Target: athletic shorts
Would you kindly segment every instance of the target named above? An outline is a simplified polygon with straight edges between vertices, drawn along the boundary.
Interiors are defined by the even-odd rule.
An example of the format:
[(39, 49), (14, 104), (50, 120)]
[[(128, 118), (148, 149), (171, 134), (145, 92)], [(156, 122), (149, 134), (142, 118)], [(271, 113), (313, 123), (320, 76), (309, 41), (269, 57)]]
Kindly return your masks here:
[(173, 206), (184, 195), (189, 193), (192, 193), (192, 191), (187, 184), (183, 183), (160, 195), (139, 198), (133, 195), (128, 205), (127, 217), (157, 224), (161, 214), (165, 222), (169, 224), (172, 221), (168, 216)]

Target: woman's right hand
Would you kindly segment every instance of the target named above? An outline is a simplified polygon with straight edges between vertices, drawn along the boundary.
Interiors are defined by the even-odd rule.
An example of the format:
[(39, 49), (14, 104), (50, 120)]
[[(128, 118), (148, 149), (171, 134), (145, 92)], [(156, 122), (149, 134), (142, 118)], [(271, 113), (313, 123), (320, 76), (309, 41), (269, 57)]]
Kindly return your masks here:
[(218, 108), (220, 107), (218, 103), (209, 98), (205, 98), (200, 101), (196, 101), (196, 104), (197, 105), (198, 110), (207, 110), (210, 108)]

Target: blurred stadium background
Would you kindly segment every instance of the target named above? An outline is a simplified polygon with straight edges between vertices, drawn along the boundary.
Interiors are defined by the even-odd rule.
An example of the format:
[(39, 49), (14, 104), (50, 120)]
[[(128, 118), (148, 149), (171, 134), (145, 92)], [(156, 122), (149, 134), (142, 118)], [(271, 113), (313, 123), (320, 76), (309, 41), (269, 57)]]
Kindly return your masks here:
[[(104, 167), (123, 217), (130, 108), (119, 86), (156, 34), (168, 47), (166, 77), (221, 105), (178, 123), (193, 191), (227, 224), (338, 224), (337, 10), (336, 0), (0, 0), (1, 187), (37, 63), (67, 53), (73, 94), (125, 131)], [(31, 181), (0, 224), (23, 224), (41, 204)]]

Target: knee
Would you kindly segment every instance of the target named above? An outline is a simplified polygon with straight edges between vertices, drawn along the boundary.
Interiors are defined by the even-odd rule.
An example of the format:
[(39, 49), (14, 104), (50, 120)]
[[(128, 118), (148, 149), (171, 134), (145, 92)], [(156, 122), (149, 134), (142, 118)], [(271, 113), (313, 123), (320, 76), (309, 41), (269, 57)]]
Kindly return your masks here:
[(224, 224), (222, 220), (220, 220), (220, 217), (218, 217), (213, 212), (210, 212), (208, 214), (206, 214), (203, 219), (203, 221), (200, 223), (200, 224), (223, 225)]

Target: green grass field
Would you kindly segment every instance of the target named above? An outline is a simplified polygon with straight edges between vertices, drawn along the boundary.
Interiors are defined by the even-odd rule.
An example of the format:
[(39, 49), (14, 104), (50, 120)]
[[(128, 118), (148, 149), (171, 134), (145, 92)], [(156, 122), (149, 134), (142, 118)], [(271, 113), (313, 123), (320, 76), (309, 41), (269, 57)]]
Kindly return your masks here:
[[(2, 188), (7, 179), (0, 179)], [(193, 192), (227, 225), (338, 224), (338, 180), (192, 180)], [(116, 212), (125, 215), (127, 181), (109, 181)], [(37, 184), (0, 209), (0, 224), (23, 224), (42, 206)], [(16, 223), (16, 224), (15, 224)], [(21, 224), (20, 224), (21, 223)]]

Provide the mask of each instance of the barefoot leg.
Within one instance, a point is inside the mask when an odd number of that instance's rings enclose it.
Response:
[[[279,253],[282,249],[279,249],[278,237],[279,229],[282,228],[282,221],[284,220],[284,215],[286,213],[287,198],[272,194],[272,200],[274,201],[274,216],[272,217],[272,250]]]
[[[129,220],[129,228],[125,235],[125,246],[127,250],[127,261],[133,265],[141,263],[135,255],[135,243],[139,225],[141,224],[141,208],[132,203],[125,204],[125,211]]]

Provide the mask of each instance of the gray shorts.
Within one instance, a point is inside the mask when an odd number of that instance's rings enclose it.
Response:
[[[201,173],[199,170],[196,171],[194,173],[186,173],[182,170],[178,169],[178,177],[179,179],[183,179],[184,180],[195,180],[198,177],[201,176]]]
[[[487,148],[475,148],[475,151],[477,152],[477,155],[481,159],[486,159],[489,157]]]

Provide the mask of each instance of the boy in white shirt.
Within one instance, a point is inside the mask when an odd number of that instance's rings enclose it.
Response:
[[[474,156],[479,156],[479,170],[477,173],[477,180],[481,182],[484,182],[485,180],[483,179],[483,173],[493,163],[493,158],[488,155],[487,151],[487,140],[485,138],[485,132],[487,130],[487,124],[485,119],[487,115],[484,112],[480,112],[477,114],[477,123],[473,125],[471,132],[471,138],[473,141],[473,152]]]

----

Format every line of the material above as a Markdown table with the columns "Row" and "Line", numbering the rows in order and omitting blank lines.

| Row | Line |
|---|---|
| 1 | Target: athletic shorts |
| 2 | Would you kindly segment every instance of the target named above? An outline is a simplified polygon with straight edges between vertices, drawn along the boundary. |
| 3 | Interiors are defined by the even-odd rule. |
| 4 | An example of the format: |
| 5 | [(39, 49), (14, 104), (50, 120)] |
| 6 | [[(128, 118), (148, 149), (171, 134), (145, 92)], [(156, 122), (149, 134), (142, 118)], [(271, 113), (313, 123), (320, 76), (309, 41), (269, 57)]] |
| 7 | Kindly return your masks here: |
| 8 | [(173, 206), (184, 195), (189, 193), (192, 193), (192, 191), (187, 184), (183, 183), (160, 195), (139, 198), (133, 195), (128, 205), (127, 217), (157, 224), (161, 214), (165, 222), (169, 224), (172, 221), (168, 216)] |
| 9 | Target: woman's right hand |
| 10 | Would you kindly segment every instance of the target named above? An outline is a simplified polygon with straight edges between vertices, drawn along the boundary. |
| 11 | Interiors are defined by the even-odd rule. |
| 12 | An example of the format: |
| 13 | [(39, 49), (14, 104), (50, 120)] |
| 14 | [[(128, 118), (148, 149), (171, 134), (145, 92)], [(156, 122), (149, 134), (142, 118)], [(271, 113), (313, 123), (320, 76), (309, 41), (269, 57)]] |
| 15 | Kindly return your masks here: |
| 16 | [(218, 108), (220, 107), (218, 103), (209, 98), (205, 98), (200, 101), (196, 101), (196, 104), (197, 105), (198, 110), (207, 110), (210, 108)] |
| 17 | Target: blurred stadium background |
| 18 | Would you kindly segment every instance of the target named above? An outline is a simplified polygon with straight edges between vertices, drawn along the boundary. |
| 19 | Interiors are defined by the even-odd rule. |
| 20 | An example of the format: |
| 21 | [(39, 49), (14, 104), (50, 120)] |
| 22 | [[(128, 118), (148, 149), (171, 134), (145, 92)], [(156, 122), (149, 134), (142, 118)], [(271, 113), (313, 123), (320, 76), (309, 41), (269, 57)]] |
| 23 | Kindly return your masks here: |
| 24 | [[(104, 167), (123, 217), (130, 108), (119, 86), (156, 34), (168, 47), (166, 77), (221, 105), (178, 123), (193, 191), (227, 224), (338, 224), (337, 10), (336, 0), (0, 0), (1, 187), (37, 63), (67, 53), (73, 94), (125, 131)], [(31, 181), (0, 224), (23, 224), (41, 204)]] |
| 25 | Target: knee |
| 26 | Would you kindly segment every instance of the target named above? An outline is a simplified polygon with straight edges between vertices, drawn along the boundary. |
| 27 | Interiors are defined by the even-odd rule. |
| 28 | An example of the format: |
| 29 | [(39, 49), (14, 104), (50, 120)] |
| 30 | [[(128, 118), (148, 149), (171, 134), (145, 92)], [(156, 122), (149, 134), (142, 118)], [(271, 113), (313, 123), (320, 76), (309, 41), (269, 57)]] |
| 31 | Kindly return your masks here: |
| 32 | [(224, 224), (222, 220), (220, 220), (220, 217), (218, 217), (213, 212), (210, 212), (208, 214), (206, 214), (203, 219), (203, 221), (200, 223), (200, 224), (223, 225)] |
| 33 | Target: green grass field |
| 34 | Would you kindly segment every instance of the target named above? An outline is a simplified polygon with straight edges between vertices, drawn along the boundary. |
| 35 | Interiors are defined by the even-odd rule. |
| 36 | An example of the format: |
| 37 | [(39, 49), (14, 104), (50, 120)] |
| 38 | [[(128, 118), (148, 149), (171, 134), (145, 92)], [(156, 122), (149, 134), (142, 118)], [(271, 113), (313, 123), (320, 76), (309, 41), (269, 57)]] |
| 39 | Kindly return your masks here: |
| 40 | [[(2, 188), (7, 179), (0, 179)], [(193, 192), (227, 225), (338, 224), (338, 180), (192, 180)], [(116, 212), (125, 215), (127, 181), (109, 181)], [(37, 184), (0, 209), (0, 224), (23, 224), (42, 206)], [(16, 223), (16, 224), (15, 224)], [(21, 224), (20, 224), (21, 223)]] |
| 41 | Provide the mask of each instance of the barefoot leg. |
| 42 | Within one instance, a point is inside the mask when an odd number of that instance's rings enclose it. |
| 43 | Response: |
| 44 | [[[279,253],[282,249],[279,249],[278,237],[279,229],[282,228],[282,221],[284,220],[284,215],[286,213],[287,198],[272,194],[272,200],[274,201],[274,216],[272,217],[272,250]]] |
| 45 | [[[129,220],[129,228],[125,235],[125,246],[127,250],[127,261],[133,265],[141,263],[135,255],[135,243],[139,225],[141,224],[141,208],[132,203],[125,204],[125,211]]] |
| 46 | Provide the mask of each instance of the gray shorts. |
| 47 | Within one instance, a point is inside the mask when an odd number of that instance's rings enclose it. |
| 48 | Response: |
| 49 | [[[201,173],[199,170],[196,171],[194,173],[186,173],[182,170],[178,169],[178,177],[179,179],[183,179],[184,180],[195,180],[198,177],[201,176]]] |
| 50 | [[[487,148],[475,148],[475,151],[477,152],[477,155],[481,159],[486,159],[489,157]]] |
| 51 | Provide the mask of each instance of the boy in white shirt. |
| 52 | Within one instance, a point is inside the mask when an odd number of that instance's rings enclose it. |
| 53 | Response: |
| 54 | [[[474,156],[479,156],[479,170],[477,173],[477,180],[481,182],[484,182],[485,180],[483,179],[483,173],[493,163],[493,158],[488,155],[487,151],[487,140],[485,138],[485,132],[487,130],[487,124],[485,119],[487,115],[484,112],[480,112],[477,114],[477,123],[473,125],[471,132],[471,138],[473,141],[473,152]]] |